### WHAT THIS TASK INVOLVES
Could you copy every record exactly, leaving the pictures behind?

### GIVEN DATA
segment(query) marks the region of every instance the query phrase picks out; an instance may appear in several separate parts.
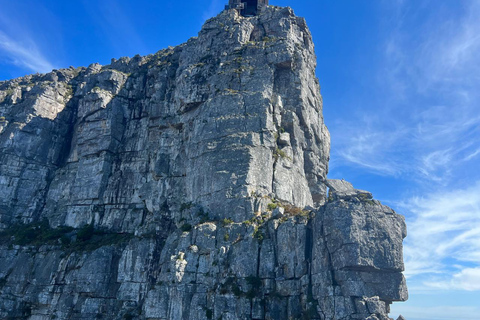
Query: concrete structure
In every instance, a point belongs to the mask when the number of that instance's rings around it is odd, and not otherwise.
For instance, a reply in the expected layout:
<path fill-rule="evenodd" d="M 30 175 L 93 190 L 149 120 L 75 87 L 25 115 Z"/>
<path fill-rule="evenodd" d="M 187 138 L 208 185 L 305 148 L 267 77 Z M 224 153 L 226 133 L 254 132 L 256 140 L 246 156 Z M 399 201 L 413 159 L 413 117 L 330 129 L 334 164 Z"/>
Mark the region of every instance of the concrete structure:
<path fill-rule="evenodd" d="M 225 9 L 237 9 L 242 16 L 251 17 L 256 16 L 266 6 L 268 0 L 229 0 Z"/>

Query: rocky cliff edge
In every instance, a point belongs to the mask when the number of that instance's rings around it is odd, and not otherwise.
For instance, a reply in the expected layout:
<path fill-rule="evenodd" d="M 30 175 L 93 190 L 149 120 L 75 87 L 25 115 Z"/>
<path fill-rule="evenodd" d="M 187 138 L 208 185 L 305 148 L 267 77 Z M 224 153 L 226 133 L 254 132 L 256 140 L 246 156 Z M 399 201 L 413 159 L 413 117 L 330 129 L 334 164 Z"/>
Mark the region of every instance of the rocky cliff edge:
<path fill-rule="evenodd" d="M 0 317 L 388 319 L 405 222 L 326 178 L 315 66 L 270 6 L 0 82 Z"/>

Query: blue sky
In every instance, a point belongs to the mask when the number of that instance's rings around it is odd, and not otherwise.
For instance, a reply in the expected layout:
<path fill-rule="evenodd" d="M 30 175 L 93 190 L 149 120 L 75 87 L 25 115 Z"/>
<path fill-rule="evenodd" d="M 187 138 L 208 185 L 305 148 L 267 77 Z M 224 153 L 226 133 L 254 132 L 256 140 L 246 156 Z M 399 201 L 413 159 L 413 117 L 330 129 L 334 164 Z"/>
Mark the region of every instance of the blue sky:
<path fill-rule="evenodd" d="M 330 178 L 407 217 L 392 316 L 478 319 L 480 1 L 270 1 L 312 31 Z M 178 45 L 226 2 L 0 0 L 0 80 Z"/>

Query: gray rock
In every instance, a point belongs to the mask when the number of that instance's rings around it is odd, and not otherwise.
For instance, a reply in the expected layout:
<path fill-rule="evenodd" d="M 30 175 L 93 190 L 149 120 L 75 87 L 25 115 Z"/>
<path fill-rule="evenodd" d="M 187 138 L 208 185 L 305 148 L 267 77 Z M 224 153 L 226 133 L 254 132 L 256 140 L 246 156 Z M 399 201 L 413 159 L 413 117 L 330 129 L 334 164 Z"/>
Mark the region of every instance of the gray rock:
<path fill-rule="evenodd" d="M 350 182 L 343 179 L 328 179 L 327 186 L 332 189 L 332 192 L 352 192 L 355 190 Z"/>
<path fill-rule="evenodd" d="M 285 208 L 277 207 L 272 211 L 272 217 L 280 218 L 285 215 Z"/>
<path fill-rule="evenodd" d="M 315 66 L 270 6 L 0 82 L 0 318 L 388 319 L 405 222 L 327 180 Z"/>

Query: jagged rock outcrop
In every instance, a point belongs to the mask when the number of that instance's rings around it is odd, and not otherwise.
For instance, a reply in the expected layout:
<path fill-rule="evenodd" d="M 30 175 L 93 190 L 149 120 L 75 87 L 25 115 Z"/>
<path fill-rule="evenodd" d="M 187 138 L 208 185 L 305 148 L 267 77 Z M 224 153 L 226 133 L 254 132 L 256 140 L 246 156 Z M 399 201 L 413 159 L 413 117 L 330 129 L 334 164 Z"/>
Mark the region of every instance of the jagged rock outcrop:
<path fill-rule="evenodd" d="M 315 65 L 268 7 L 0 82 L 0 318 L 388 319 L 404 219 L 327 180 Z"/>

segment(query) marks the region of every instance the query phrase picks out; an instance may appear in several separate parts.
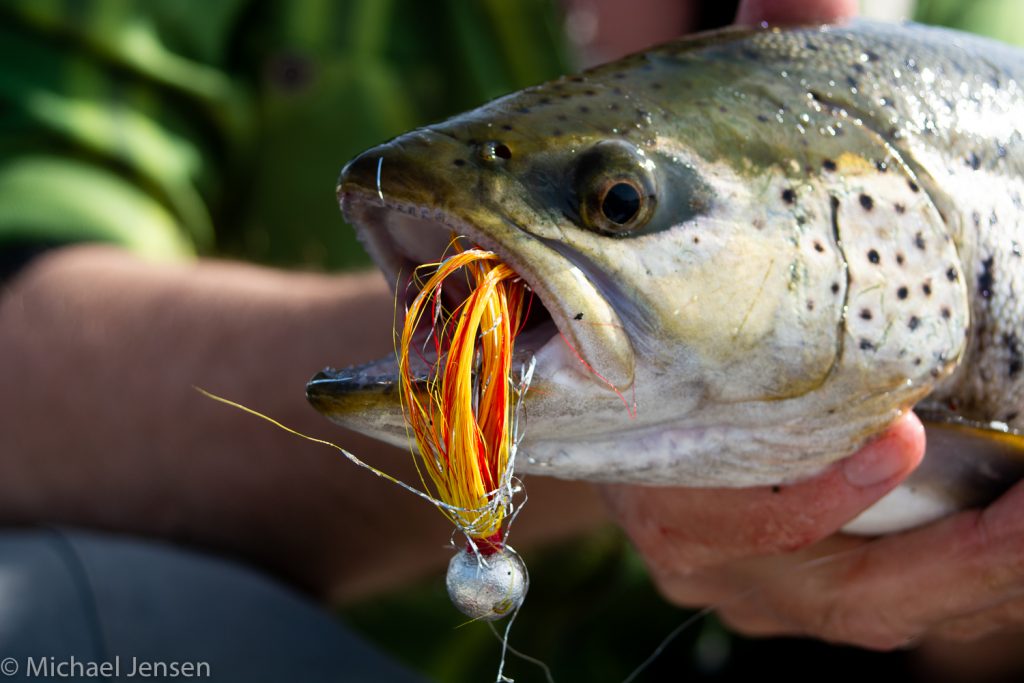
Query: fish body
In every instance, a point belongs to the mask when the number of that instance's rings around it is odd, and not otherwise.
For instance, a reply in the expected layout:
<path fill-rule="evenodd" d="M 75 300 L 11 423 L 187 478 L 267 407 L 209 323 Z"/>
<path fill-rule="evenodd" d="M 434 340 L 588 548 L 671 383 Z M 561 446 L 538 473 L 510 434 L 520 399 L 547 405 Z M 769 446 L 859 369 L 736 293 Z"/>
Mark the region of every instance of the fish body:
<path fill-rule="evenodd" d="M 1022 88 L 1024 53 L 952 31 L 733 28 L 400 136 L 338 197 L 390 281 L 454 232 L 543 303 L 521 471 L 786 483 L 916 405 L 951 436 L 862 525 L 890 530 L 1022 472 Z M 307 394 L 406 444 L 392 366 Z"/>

### RESPONSE TO THIS EXERCISE
segment(query) marks the region of every instance the query phrase picks out; an instance may appear in several separate parts.
Query: concrete structure
In every instance, a point belongs to the mask when the number of that instance's rings around it is odd, and not otherwise.
For instance, a reply in the expected layout:
<path fill-rule="evenodd" d="M 30 175 L 93 190 L 149 120 L 75 87 L 25 115 Z"/>
<path fill-rule="evenodd" d="M 187 138 L 208 185 L 305 148 L 267 77 Z M 224 153 L 226 133 L 254 132 L 256 140 L 246 156 Z M 399 201 L 413 159 L 413 117 L 330 129 L 334 164 Z"/>
Mark the region of every instance of the concrete structure:
<path fill-rule="evenodd" d="M 225 9 L 237 9 L 242 16 L 251 17 L 256 16 L 266 6 L 268 0 L 229 0 Z"/>

Query: rocky cliff edge
In every instance, a point belongs to the mask when the number of that instance's rings around it is odd, and not otherwise.
For instance, a reply in the expected layout:
<path fill-rule="evenodd" d="M 30 175 L 93 190 L 149 120 L 75 87 L 25 115 Z"/>
<path fill-rule="evenodd" d="M 187 138 L 208 185 L 305 148 L 267 77 Z M 224 153 L 226 133 L 254 132 L 256 140 L 246 156 Z M 399 201 L 413 159 L 413 117 L 330 129 L 334 164 Z"/>
Mark the region of every instance of the rocky cliff edge:
<path fill-rule="evenodd" d="M 0 317 L 388 319 L 405 222 L 326 178 L 315 66 L 270 6 L 0 82 Z"/>

Query: blue sky
In every instance, a point belongs to the mask when the number of that instance's rings around it is odd, and not otherwise.
For instance, a reply in the expected layout:
<path fill-rule="evenodd" d="M 30 175 L 93 190 L 149 120 L 75 87 L 25 115 Z"/>
<path fill-rule="evenodd" d="M 187 138 L 208 185 L 305 148 L 267 77 Z M 224 153 L 226 133 L 254 132 L 256 140 L 246 156 Z M 399 201 L 413 159 L 413 117 L 330 129 L 334 164 Z"/>
Mark the region of every instance of the blue sky:
<path fill-rule="evenodd" d="M 330 178 L 407 217 L 392 316 L 478 319 L 480 1 L 270 1 L 312 31 Z M 178 45 L 226 2 L 0 0 L 0 80 Z"/>

Query: gray rock
In every instance, a point belongs to the mask when the number of that instance's rings around it is odd, and not otherwise.
For instance, a reply in the expected layout:
<path fill-rule="evenodd" d="M 30 175 L 93 190 L 149 120 L 75 87 L 25 115 Z"/>
<path fill-rule="evenodd" d="M 187 138 L 208 185 L 305 148 L 267 77 Z M 224 153 L 226 133 L 254 132 L 256 140 L 246 156 Z M 399 201 L 413 159 L 413 117 L 330 129 L 334 164 Z"/>
Mark the region of every instance of the gray rock:
<path fill-rule="evenodd" d="M 350 182 L 343 179 L 328 179 L 327 186 L 332 189 L 332 192 L 352 192 L 355 190 Z"/>
<path fill-rule="evenodd" d="M 285 208 L 277 207 L 272 211 L 272 217 L 280 218 L 285 215 Z"/>
<path fill-rule="evenodd" d="M 315 66 L 270 6 L 0 82 L 0 318 L 388 319 L 405 222 L 327 180 Z"/>

Query: jagged rock outcrop
In every instance, a point belongs to the mask when the number of that instance's rings around it is odd, and not otherwise.
For instance, a reply in the expected layout:
<path fill-rule="evenodd" d="M 30 175 L 93 190 L 149 120 L 75 87 L 25 115 Z"/>
<path fill-rule="evenodd" d="M 187 138 L 208 185 L 305 148 L 267 77 Z M 224 153 L 226 133 L 254 132 L 256 140 L 246 156 Z M 399 201 L 413 159 L 413 117 L 330 129 L 334 164 Z"/>
Mark the region of every instance of the jagged rock outcrop:
<path fill-rule="evenodd" d="M 315 65 L 268 7 L 0 82 L 0 318 L 388 319 L 404 219 L 327 180 Z"/>

segment(query) marks the region of every instance the query phrase picks out; an instance may appear in several separate parts.
Query: fish body
In every instance, a point belongs to the mask when the number of that instance's rings around it is odd, and not otherwise.
For instance, a reply in the expected layout:
<path fill-rule="evenodd" d="M 75 300 L 11 423 L 187 478 L 267 407 L 209 323 Z"/>
<path fill-rule="evenodd" d="M 434 340 L 588 548 L 671 383 Z M 561 446 L 538 473 L 510 434 L 520 399 L 547 405 Z M 769 446 L 859 369 L 736 293 Z"/>
Mark the region of every instance of the fish body:
<path fill-rule="evenodd" d="M 1022 88 L 1024 53 L 952 31 L 733 28 L 400 136 L 338 197 L 390 281 L 454 232 L 543 303 L 521 471 L 786 483 L 916 405 L 951 436 L 862 525 L 890 530 L 1022 472 Z M 307 394 L 406 444 L 392 366 Z"/>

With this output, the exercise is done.